WRITTEN PROBLEM: Copy out the records below, substituting "single dot" for every occurrence of "single marker" and leaving all else unchanged.

—————

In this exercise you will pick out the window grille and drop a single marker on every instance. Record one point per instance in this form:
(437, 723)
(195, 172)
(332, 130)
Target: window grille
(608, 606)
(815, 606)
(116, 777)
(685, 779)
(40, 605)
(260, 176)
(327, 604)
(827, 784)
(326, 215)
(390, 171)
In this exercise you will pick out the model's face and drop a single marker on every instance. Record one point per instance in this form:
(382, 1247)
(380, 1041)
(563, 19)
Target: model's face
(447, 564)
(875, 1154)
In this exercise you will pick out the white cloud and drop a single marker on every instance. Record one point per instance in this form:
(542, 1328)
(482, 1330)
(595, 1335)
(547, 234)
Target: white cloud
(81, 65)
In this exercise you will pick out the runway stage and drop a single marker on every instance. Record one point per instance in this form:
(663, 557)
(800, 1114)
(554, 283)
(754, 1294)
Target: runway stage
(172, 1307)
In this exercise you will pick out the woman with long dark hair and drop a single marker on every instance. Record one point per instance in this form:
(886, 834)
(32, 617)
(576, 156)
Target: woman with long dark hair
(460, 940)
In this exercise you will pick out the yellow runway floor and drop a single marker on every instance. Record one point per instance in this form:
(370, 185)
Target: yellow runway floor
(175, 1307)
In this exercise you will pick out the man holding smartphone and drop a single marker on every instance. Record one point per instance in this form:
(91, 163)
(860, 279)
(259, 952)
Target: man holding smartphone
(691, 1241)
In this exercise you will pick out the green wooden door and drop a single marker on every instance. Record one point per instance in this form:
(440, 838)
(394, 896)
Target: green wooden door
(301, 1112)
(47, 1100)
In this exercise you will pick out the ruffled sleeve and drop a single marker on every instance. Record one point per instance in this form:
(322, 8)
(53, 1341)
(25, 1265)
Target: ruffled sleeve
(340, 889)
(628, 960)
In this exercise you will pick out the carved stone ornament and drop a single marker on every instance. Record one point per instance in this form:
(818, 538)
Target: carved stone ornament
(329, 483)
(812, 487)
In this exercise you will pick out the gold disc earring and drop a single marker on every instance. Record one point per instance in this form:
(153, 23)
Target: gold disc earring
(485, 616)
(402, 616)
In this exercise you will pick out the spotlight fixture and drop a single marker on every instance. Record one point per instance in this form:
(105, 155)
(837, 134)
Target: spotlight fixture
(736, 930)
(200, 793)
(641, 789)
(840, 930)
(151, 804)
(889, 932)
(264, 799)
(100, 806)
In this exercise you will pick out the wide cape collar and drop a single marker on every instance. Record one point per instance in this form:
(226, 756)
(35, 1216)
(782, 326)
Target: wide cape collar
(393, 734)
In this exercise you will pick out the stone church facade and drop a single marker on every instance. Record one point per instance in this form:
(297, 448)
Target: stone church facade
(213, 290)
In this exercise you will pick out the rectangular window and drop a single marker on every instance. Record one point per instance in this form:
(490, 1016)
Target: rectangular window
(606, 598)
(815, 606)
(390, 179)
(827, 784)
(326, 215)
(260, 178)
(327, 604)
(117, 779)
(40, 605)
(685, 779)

—————

THE RESPONSE:
In this exercise you will pick out the window grille and drop a single dot on every instance. Record one point per instance in this form:
(437, 723)
(195, 172)
(332, 130)
Target: window grille
(608, 606)
(815, 606)
(116, 777)
(685, 779)
(40, 605)
(260, 176)
(327, 604)
(827, 784)
(326, 215)
(390, 171)
In this exercise you will pick out the model's face and drop a single dot on every instance. Record one point per instance in this form:
(382, 1247)
(380, 1041)
(563, 19)
Target: model's face
(447, 564)
(875, 1154)
In this exercise you will pick out the white cloud and drop a single dot on every instance. Record one point per instance in this form:
(542, 1328)
(482, 1330)
(595, 1335)
(547, 234)
Target: white cloud
(81, 65)
In this exercise you will pick out the runway stage and drop a single dot on every instance. Record one point per instance in this form:
(663, 557)
(800, 1114)
(554, 283)
(754, 1294)
Target: runway stage
(172, 1307)
In this exercise you will pick out the woman with long dark hair and drop a single dot on every instance. Record one point per instance in this form:
(886, 834)
(32, 617)
(576, 156)
Target: woman with long dark hair
(460, 940)
In this exercise you will pick out the yellow runway floor and drop a single dot on every instance. Record one point per instance in this form:
(370, 185)
Target: yellow runway floor
(175, 1307)
In this exercise you will pick out the man holding smartphone and drop a single dot on every instance. Record one point per instance in this form:
(91, 163)
(860, 279)
(259, 952)
Target: man holding smartphone
(691, 1241)
In this exercise you will pick out the green wooden door and drop a single dot on every instance. Record one point per instance in this form:
(440, 838)
(394, 896)
Target: green wooden door
(301, 1112)
(47, 1100)
In this exercise you will pick out the ruffled sleeve and drop a single dot on every instance. Record one point per instance in this form:
(322, 8)
(53, 1341)
(25, 1265)
Target: ruffled sleeve
(340, 889)
(628, 960)
In this exercise you will pick out the carved stone ornament and drop a single dot on every instance. Record one point per instance in this form:
(818, 538)
Target: carved stone ornament
(329, 483)
(812, 487)
In this exercise you will pick out the gold disc earring and drop a single dot on every instance. Record one point per instance in this form:
(153, 23)
Target: gold disc earring
(485, 616)
(402, 616)
In this exercise you will pick out the spotlight fixture and drop a single dot on every instance. Record one point per instance in this form:
(105, 155)
(837, 134)
Target: spotlight fixture
(736, 930)
(200, 793)
(641, 789)
(840, 930)
(151, 804)
(889, 932)
(264, 799)
(100, 806)
In this exercise you will pick out the wide cape collar and drop a single dot on every instance. Record one point per instance in this form:
(226, 756)
(35, 1216)
(782, 326)
Target: wide cape collar
(393, 734)
In this exercise you will pick out the stone church facade and drop a single dot on every instance. Record one point per instance in this form:
(297, 448)
Target: stone church facade
(213, 290)
In this exercise you will pick out the rectangular window and drop a single dot on every instance. Record one point per instance in this form:
(490, 1016)
Target: rectangular window
(606, 598)
(815, 606)
(390, 179)
(827, 784)
(326, 215)
(260, 178)
(327, 604)
(117, 779)
(40, 605)
(685, 779)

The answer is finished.